#### [What the task requires]
Find each line in the items below that contains the word "every", and copy those lines out in full.

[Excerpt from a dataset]

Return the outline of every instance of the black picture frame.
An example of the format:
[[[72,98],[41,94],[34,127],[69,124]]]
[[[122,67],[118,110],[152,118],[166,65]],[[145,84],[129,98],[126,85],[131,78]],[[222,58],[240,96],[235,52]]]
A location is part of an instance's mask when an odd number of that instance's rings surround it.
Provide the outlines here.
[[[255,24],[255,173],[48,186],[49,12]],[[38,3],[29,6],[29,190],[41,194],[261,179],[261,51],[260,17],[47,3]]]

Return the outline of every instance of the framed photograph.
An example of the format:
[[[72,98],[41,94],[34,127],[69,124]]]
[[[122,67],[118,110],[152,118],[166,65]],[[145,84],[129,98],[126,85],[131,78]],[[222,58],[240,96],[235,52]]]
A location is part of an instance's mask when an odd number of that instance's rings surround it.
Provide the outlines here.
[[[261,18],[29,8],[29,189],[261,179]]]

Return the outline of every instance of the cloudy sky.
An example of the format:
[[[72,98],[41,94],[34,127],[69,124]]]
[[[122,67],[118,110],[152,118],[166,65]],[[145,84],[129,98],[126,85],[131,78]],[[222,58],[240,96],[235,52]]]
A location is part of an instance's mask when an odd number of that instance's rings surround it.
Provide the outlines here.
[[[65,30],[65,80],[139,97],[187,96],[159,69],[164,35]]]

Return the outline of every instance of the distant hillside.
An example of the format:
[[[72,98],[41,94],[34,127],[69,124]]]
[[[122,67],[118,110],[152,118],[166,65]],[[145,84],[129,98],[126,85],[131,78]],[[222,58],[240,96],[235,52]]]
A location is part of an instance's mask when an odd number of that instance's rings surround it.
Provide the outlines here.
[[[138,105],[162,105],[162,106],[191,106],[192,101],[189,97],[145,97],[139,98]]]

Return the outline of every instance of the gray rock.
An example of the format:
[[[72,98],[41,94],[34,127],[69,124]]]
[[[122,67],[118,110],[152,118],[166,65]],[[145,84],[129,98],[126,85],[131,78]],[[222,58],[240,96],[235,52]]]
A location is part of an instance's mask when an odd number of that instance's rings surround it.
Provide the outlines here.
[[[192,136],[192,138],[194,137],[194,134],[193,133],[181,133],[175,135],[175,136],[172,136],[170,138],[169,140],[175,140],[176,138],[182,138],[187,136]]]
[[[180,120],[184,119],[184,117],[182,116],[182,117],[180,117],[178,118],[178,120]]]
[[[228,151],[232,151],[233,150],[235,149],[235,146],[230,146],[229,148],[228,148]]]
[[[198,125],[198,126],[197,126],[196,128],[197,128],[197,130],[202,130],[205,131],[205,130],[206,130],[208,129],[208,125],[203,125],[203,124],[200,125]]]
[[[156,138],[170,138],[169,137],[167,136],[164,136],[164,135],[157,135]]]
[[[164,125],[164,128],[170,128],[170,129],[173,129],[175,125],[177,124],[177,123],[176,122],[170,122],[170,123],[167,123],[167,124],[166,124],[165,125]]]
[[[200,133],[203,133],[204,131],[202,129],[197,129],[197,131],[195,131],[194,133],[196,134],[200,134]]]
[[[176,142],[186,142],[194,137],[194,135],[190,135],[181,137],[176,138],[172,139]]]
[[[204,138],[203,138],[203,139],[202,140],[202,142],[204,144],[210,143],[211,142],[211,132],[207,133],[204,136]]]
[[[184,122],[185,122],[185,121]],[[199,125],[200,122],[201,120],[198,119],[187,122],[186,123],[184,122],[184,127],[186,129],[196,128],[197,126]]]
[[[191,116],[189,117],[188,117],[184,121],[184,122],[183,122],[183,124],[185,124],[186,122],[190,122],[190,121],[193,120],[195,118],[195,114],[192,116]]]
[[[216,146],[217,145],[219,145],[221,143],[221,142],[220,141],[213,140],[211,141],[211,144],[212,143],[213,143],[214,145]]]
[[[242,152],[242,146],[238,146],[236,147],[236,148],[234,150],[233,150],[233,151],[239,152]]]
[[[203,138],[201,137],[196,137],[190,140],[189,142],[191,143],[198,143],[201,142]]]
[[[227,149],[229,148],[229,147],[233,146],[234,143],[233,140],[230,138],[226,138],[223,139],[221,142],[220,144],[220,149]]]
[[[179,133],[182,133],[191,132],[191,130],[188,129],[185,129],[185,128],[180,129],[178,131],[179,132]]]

#### [Exercise response]
Return the outline of every instance of the black picture frame.
Return the outline of every instance of the framed photograph.
Return the outline of every instance of the cloudy sky.
Return the outline of every instance of the distant hillside.
Return the outline of every instance of the gray rock.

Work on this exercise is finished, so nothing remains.